### Directions
1. From the Convent text, quote word for word the span starting at "After the capture" and ending at "with Victorian elements.".
2. Name every year written in figures in the Convent text, each listed once.
3. Decide whether the Convent text supports each statement, answering yes or no and quoting the words that settle it: (a) The Franciscan friars left Gibraltar along with the Spanish population. (b) Edward VII asked for the building to be called Government House. (c) The building was rebuilt in the Gothic style.

### Selected text
========================================

The Convent has been the official residence of the governor of Gibraltar since 1728. It was originally a convent of Franciscan friars, hence its name, and was built in 1531, and heavily rebuilt during the 18th and 19th centuries.

The dining room at the Convent has the most extensive display of heraldry in the Commonwealth of Nations.

History

Franciscan friars arrived in Gibraltar during the reign of Charles I of Spain. They were granted a plot of land in the area known at the time as La Turba where the poorer people of Gibraltar lived. A church and a friary were built in 1531. The entrance was at the back (what is now Governor's Lane). It stretched up to the area that is occupied today by the John Mackintosh Hall.

After the capture of Gibraltar by an Anglo-Dutch fleet in the name of the Archduke Charles, the Franciscan friars did not follow the exodus of the Spanish population and remained in Gibraltar, at least for some years (their presence was recorded in 1712). The Franciscan friary was later taken over as the residence of the British governors in 1728 and has remained so ever since.

The building was heavily rebuilt during the 18th and 19th centuries in the Georgian style with Victorian elements.

In 1903 Gibraltar received its first visit from a British Monarch when Edward VII arrived to name the new No. 3 Dock of Gibraltar Harbour after himself. He received complaints that as head of the Church of England he should visit a Roman Catholic institution like The Convent. The King requested that the building should be called Government House. The new dry docks attracted Queen Alexandra in HMY Victoria and Albert in 1906 and the Prince and Princess of Wales the following year to name dock number two and then one after themselves.

========================================

### Raw data
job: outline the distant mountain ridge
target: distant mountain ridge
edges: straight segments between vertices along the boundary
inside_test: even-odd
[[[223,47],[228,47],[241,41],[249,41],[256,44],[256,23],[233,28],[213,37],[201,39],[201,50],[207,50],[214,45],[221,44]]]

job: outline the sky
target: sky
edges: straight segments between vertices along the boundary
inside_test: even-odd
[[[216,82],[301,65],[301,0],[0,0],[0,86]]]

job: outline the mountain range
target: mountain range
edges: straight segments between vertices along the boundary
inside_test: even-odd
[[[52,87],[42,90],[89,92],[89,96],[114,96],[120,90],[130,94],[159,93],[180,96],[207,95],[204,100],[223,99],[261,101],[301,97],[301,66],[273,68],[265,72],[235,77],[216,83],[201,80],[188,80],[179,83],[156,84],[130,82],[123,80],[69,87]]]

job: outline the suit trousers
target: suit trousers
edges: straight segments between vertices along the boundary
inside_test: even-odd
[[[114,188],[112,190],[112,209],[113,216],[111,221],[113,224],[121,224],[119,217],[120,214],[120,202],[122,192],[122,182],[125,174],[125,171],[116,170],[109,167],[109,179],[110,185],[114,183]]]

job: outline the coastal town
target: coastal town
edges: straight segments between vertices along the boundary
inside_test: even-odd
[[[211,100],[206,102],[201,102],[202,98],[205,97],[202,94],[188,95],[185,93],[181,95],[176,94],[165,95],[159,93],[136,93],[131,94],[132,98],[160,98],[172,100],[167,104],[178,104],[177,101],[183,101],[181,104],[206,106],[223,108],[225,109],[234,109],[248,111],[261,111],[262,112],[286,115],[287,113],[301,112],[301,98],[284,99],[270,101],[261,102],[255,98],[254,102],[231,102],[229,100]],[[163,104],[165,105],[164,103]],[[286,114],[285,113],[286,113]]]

========================================

### Solved tasks
1.
After the capture of Gibraltar by an Anglo-Dutch fleet in the name of the Archduke Charles, the Franciscan friars did not follow the exodus of the Spanish population and remained in Gibraltar, at least for some years (their presence was recorded in 1712). The Franciscan friary was later taken over as the residence of the British governors in 1728 and has remained so ever since.

The building was heavily rebuilt during the 18th and 19th centuries in the Georgian style with Victorian elements.

2. 1728, 1531, 1712, 1903, 1906

3.
(a) No: "the Franciscan friars did not follow the exodus of the Spanish population and remained in Gibraltar"
(b) Yes: "The King requested that the building should be called Government House."
(c) No: "in the Georgian style with Victorian elements"